Assignment:
Wherever a line below holds the word "rear", copy that line.

Excerpted records:
========================================================================
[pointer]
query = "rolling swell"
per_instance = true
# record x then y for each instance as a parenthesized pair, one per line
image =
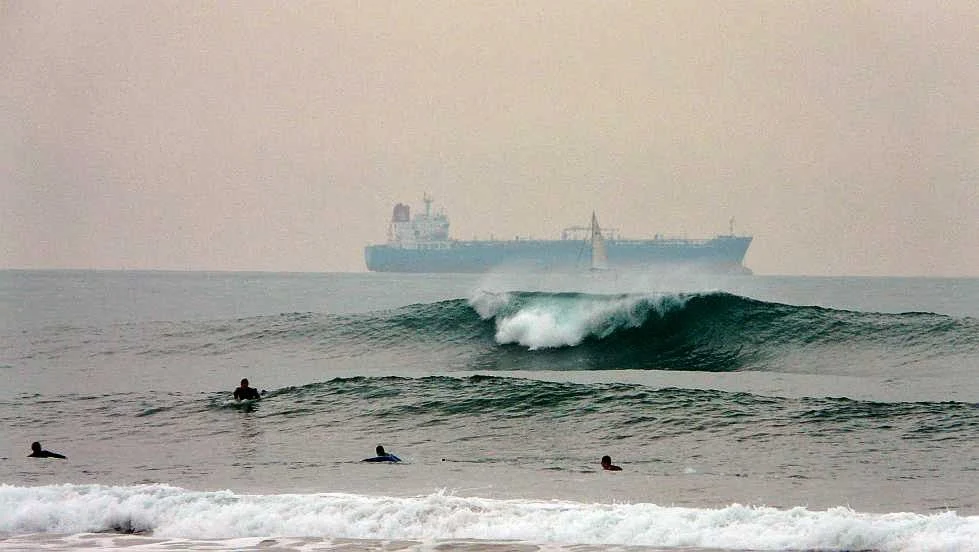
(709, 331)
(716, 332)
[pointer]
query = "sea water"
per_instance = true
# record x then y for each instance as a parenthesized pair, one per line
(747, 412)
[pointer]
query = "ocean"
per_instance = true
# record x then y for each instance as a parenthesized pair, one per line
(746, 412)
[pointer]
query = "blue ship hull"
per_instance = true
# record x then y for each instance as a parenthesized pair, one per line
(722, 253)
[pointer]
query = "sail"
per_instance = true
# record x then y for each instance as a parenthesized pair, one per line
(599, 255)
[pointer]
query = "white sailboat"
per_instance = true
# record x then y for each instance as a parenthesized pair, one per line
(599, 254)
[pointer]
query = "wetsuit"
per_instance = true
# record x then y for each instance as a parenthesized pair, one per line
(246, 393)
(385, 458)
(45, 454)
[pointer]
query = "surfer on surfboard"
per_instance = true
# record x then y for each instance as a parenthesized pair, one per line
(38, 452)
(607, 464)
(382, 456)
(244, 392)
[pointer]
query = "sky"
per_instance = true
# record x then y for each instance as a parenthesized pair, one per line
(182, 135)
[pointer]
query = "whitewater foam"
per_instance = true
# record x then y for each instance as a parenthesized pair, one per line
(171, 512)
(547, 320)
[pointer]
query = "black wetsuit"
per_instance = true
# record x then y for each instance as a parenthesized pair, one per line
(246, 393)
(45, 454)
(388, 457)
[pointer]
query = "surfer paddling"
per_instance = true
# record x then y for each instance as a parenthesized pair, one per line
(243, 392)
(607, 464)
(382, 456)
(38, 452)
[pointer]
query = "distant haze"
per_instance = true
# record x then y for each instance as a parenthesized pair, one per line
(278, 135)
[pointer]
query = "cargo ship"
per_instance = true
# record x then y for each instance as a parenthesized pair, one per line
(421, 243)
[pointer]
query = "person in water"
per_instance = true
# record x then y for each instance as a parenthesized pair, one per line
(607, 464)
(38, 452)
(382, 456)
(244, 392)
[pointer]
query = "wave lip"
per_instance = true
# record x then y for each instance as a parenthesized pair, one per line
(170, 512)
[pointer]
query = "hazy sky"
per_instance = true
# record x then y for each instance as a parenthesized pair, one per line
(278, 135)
========================================================================
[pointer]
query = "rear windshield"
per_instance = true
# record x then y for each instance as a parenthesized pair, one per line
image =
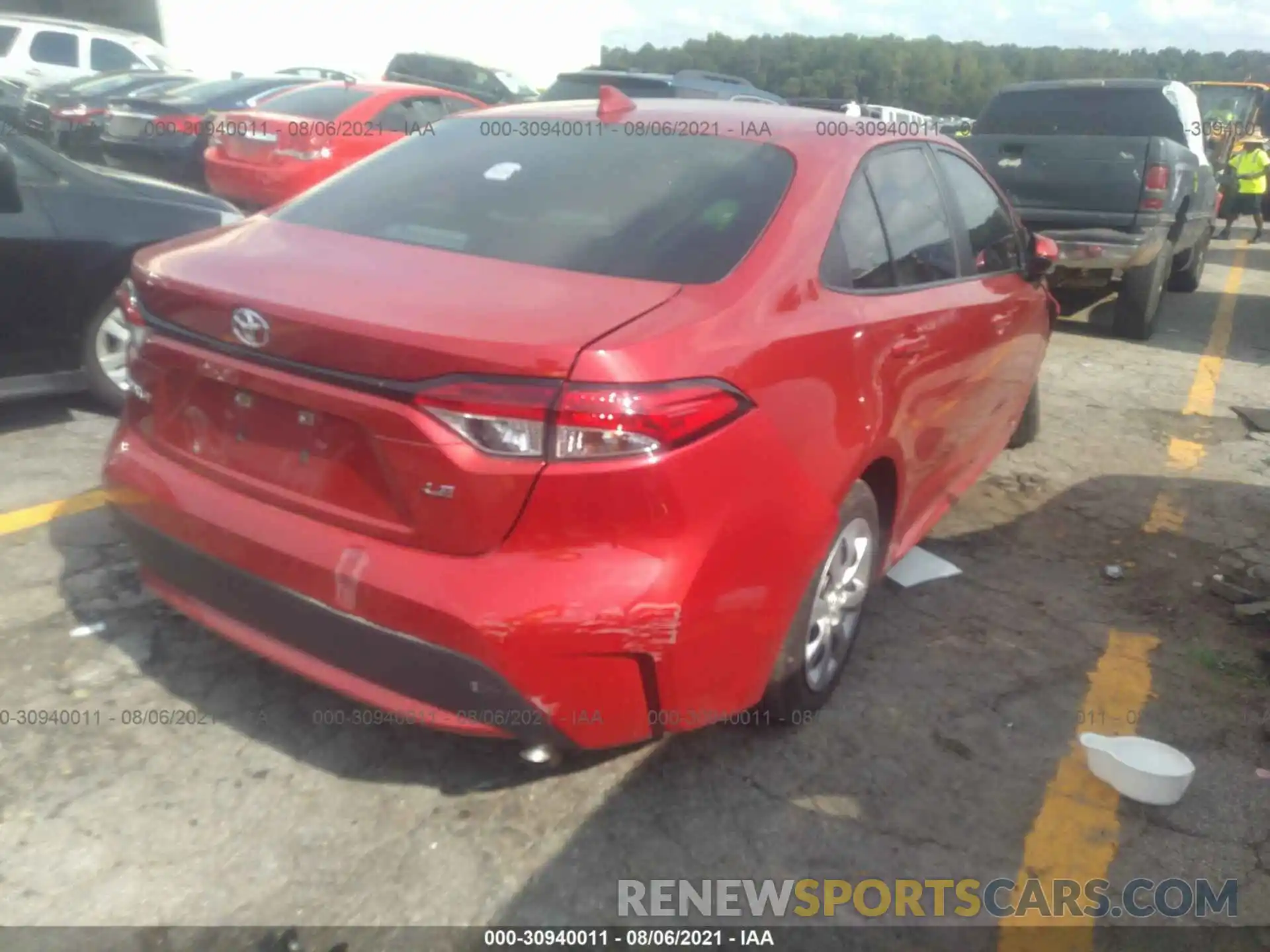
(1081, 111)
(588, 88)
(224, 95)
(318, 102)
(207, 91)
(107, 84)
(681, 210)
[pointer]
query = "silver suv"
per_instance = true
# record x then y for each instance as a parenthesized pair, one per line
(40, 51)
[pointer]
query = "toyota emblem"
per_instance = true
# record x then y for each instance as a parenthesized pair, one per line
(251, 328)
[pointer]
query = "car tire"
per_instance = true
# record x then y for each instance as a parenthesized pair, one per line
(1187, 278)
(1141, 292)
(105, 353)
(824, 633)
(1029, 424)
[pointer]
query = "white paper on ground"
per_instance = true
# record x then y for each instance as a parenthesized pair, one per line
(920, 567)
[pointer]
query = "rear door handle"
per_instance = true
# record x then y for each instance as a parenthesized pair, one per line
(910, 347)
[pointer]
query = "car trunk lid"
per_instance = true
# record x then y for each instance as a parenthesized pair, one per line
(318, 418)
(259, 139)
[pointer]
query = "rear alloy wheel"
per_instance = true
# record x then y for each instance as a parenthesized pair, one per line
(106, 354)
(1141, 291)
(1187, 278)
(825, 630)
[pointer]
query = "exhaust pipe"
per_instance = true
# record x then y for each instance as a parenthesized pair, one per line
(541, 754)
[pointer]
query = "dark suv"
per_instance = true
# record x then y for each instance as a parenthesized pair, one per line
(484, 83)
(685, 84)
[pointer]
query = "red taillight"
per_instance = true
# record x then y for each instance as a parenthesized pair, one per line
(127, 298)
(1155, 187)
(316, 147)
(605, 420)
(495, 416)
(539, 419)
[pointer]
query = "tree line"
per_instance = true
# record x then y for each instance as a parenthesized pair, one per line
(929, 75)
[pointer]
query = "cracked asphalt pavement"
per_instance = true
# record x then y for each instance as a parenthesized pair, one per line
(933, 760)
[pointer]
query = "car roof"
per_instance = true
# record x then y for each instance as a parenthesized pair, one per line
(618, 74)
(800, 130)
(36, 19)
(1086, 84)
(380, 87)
========================================================================
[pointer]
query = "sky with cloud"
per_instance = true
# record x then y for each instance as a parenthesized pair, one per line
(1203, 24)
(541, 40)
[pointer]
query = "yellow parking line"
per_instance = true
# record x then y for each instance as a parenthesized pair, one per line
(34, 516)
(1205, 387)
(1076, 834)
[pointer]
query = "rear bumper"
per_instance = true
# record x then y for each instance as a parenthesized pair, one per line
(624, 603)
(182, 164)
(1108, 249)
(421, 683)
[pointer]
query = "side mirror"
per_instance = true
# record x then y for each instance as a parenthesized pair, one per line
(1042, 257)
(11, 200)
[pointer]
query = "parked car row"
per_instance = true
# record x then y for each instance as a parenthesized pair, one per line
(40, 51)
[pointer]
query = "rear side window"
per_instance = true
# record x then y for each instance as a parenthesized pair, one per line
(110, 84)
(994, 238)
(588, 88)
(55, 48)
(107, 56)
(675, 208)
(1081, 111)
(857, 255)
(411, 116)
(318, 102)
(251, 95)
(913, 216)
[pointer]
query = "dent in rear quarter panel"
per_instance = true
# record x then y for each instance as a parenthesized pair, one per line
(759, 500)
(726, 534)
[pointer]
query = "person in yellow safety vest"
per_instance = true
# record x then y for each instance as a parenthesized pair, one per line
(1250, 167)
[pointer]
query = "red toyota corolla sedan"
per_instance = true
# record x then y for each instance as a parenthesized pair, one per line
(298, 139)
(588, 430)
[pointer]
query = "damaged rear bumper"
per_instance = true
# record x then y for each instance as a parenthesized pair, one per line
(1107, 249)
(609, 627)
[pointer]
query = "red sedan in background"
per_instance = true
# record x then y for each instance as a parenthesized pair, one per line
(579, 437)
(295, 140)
========================================================================
Exercise answer:
query = "rear windshield"
query = "rear door handle"
query = "rear alloy wheel"
query = "rear bumper"
query = "rear side window"
query = "dent in rear quarter panel"
query = "damaged rear bumper"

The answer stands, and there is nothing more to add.